Required task. Rewrite the rows below as a Markdown table with the columns "Number" and "Content," numbering each row and omitting any blank lines.

Data shown.
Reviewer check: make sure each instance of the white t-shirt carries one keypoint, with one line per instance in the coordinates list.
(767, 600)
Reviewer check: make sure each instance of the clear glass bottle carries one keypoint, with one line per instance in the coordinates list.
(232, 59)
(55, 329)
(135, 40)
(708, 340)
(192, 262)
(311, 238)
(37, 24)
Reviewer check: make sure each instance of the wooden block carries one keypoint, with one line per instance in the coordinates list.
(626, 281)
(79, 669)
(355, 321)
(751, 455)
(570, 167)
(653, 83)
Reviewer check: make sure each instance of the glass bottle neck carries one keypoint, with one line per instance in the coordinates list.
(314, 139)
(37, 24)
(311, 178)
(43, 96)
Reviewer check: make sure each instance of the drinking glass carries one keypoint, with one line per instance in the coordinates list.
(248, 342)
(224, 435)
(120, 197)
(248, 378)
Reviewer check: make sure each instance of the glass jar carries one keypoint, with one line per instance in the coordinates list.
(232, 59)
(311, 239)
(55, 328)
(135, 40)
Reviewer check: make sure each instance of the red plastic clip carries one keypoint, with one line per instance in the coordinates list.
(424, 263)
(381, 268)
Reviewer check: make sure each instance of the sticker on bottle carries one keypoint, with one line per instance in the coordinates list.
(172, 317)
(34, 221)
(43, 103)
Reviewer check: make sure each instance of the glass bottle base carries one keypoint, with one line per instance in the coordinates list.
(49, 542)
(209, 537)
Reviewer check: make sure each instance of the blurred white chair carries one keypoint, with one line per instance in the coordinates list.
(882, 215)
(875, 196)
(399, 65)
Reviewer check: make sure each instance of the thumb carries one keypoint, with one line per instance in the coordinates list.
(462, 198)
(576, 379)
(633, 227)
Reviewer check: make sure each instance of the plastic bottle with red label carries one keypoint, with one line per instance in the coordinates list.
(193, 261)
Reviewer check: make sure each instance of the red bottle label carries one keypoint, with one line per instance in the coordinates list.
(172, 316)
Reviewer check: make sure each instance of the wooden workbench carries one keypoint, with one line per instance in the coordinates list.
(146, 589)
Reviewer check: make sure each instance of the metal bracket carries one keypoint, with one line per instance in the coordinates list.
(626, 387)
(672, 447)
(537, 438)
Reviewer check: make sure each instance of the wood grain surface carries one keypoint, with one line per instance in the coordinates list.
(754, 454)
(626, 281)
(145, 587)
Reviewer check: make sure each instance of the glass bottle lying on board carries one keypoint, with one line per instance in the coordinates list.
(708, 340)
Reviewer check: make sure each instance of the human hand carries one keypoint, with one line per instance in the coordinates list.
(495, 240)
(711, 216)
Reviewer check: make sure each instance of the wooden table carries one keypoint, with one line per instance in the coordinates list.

Response to this exercise.
| Number | Content |
|---|---|
| 1 | Reviewer check: make sure each instance of the white t-shirt carries one keypoint, with one line per instance in the coordinates list. |
| 2 | (767, 600) |
| 3 | Reviewer check: make sure each instance of the clear glass bottle carries one keypoint, with one line per instance in the coordinates list. |
| 4 | (232, 59) |
| 5 | (55, 329) |
| 6 | (135, 40) |
| 7 | (708, 340) |
| 8 | (192, 262) |
| 9 | (311, 238) |
| 10 | (37, 24) |
| 11 | Reviewer check: make sure each instance of the wooden block carries one keypoint, with one line per instance in the coordinates list. |
| 12 | (626, 281) |
| 13 | (79, 669) |
| 14 | (355, 321) |
| 15 | (751, 455) |
| 16 | (570, 167) |
| 17 | (653, 83) |
| 18 | Reviewer check: make sure each instance of the glass bottle neck carries one keypoint, with one line per instance in the coordinates list. |
| 19 | (314, 139) |
| 20 | (37, 24) |
| 21 | (311, 178) |
| 22 | (43, 96) |
| 23 | Reviewer check: make sure each instance of the drinking glass carries one keypoint, with one line per instance in the coordinates list. |
| 24 | (248, 342) |
| 25 | (224, 435) |
| 26 | (120, 197) |
| 27 | (248, 378) |
| 28 | Reviewer check: make sure each instance of the glass jar carries one keypoint, with one line per instance in the coordinates list. |
| 29 | (232, 59) |
| 30 | (311, 239) |
| 31 | (55, 328) |
| 32 | (135, 40) |
| 33 | Reviewer check: make sure each instance of the red plastic clip carries one keypoint, with one line per instance in the coordinates list. |
| 34 | (424, 263) |
| 35 | (381, 268) |
| 36 | Reviewer check: make sure each instance of the sticker on bottle carries one keypoint, with one line per instance in the coordinates list. |
| 37 | (172, 317) |
| 38 | (34, 221) |
| 39 | (43, 103) |
| 40 | Reviewer check: make sure each instance of the glass bottle base carries one keypoint, with one line per instance in the coordinates list. |
| 41 | (49, 542) |
| 42 | (209, 537) |
| 43 | Reviewer check: make sure each instance of the blurred white chair carries one keypoint, with one line per instance in the coordinates list. |
| 44 | (882, 215) |
| 45 | (875, 196) |
| 46 | (399, 65) |
| 47 | Reviewer check: make sure each instance of the thumb carries one keypoint, with one line per instance in the coordinates list. |
| 48 | (462, 198) |
| 49 | (576, 379) |
| 50 | (633, 227) |
| 51 | Reviewer check: make sure each instance of the plastic bottle with red label carries one keypoint, with one line per instance in the coordinates list. |
| 52 | (193, 261) |
| 53 | Reviewer check: make sure each instance of the red bottle label carries one keypoint, with one line per instance in the coordinates list. |
| 54 | (172, 316) |
| 55 | Reviewer check: make sure each instance of the wooden workbench carries one keypoint, with one line per instance in the coordinates list. |
| 56 | (146, 589) |
| 57 | Reviewer check: make sure each instance of the metal bracket carries one keypoint, with one line per instance in the coordinates list. |
| 58 | (626, 387) |
| 59 | (672, 447) |
| 60 | (537, 438) |
| 61 | Reviewer check: make sure each instance of the wood grain surface carries one keypoint, with one line per instance in the coordinates list. |
| 62 | (754, 454) |
| 63 | (626, 281) |
| 64 | (145, 587) |
| 65 | Reviewer check: make sure each instance of the glass bottle lying on board carries one keypoint, with one line per instance in the coordinates list. |
| 66 | (708, 340) |
| 67 | Reviewer check: make sure each instance of the human hand carries one keypoint, with one line per instance in the coordinates list. |
| 68 | (495, 240) |
| 69 | (711, 216) |
| 70 | Reviewer check: make sure each instance of the wooden table carries one keypoint, with one line per instance in the coordinates list. |